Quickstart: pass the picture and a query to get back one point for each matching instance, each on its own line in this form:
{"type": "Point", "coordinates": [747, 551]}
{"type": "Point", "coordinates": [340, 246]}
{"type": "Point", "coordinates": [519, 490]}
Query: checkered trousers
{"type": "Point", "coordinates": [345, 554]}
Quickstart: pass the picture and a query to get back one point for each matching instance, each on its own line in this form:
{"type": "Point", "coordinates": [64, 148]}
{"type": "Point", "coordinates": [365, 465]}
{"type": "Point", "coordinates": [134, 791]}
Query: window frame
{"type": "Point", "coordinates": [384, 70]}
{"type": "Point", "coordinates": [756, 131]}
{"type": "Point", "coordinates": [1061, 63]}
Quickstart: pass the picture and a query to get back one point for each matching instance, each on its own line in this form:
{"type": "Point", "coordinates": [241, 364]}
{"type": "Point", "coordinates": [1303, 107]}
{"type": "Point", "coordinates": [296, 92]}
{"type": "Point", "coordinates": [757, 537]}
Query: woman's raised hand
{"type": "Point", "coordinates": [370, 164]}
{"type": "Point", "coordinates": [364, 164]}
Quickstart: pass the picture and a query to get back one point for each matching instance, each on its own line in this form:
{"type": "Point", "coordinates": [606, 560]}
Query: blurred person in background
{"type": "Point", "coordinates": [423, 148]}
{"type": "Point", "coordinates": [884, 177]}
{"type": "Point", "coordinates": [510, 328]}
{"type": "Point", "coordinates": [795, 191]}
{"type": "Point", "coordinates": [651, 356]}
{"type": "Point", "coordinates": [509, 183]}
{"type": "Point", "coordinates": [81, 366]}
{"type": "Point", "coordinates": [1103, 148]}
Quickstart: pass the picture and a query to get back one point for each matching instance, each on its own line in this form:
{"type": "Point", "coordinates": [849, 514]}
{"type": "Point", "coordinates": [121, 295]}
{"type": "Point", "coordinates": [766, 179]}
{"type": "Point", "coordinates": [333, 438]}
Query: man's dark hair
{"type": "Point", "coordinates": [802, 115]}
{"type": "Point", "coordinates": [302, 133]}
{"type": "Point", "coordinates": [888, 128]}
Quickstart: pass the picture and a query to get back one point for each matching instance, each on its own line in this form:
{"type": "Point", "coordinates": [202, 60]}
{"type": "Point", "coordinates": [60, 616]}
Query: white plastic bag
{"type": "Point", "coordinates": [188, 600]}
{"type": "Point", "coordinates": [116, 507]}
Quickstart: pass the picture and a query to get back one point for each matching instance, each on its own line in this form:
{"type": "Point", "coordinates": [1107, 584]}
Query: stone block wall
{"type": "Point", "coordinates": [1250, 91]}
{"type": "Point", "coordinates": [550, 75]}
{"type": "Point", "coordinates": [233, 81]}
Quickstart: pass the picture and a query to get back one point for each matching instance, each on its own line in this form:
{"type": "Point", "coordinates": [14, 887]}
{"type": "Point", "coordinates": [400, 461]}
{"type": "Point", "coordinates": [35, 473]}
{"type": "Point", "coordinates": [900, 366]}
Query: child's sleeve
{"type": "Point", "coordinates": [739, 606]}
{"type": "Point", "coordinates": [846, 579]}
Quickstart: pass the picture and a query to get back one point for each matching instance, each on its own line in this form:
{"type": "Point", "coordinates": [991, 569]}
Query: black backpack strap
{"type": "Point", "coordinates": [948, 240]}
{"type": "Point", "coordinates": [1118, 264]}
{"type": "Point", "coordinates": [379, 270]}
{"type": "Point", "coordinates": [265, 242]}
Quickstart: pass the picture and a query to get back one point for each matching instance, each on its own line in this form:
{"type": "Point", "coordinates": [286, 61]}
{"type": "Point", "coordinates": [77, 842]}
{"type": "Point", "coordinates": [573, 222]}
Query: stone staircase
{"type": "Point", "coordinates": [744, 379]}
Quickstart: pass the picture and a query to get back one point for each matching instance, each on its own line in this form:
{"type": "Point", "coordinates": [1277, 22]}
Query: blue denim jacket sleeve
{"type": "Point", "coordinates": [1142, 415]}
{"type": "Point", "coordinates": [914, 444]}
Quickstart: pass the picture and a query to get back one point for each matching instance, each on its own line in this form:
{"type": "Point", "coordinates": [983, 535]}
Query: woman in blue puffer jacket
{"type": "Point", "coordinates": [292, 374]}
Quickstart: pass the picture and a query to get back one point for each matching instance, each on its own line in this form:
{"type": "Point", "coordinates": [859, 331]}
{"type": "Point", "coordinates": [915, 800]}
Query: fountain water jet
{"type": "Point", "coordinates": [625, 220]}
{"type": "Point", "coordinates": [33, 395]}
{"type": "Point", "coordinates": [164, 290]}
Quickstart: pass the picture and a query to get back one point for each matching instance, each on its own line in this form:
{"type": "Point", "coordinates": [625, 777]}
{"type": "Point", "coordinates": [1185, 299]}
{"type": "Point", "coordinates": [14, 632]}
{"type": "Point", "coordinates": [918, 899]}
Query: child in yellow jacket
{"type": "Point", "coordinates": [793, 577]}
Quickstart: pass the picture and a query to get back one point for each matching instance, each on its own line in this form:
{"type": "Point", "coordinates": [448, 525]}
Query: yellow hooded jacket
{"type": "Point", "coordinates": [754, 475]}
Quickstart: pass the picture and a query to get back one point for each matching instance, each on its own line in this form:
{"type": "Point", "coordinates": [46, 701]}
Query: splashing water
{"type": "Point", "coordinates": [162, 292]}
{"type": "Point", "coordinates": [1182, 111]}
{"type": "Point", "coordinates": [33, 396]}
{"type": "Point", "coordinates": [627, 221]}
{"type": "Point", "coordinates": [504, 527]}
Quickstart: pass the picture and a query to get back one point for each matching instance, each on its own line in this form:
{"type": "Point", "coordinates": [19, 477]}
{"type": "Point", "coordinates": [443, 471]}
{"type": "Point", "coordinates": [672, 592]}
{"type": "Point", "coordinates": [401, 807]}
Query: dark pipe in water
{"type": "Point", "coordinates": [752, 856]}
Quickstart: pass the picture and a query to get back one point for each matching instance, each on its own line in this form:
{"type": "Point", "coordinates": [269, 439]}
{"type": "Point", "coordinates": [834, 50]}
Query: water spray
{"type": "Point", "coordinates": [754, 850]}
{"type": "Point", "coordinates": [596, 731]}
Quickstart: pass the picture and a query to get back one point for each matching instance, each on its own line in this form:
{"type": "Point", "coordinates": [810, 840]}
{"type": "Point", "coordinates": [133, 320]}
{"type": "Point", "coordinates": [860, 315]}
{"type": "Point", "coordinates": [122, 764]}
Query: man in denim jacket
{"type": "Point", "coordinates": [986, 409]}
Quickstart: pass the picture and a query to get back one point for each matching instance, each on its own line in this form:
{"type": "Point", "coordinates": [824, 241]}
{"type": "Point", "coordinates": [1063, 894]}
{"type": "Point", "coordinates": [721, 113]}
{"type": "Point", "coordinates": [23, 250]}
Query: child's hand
________________
Task to complete: Collect every line of the data above that contains the word "stone", and copy each one in full. The match is case-sensitive.

Solved problem:
Query: stone block wall
Query: stone staircase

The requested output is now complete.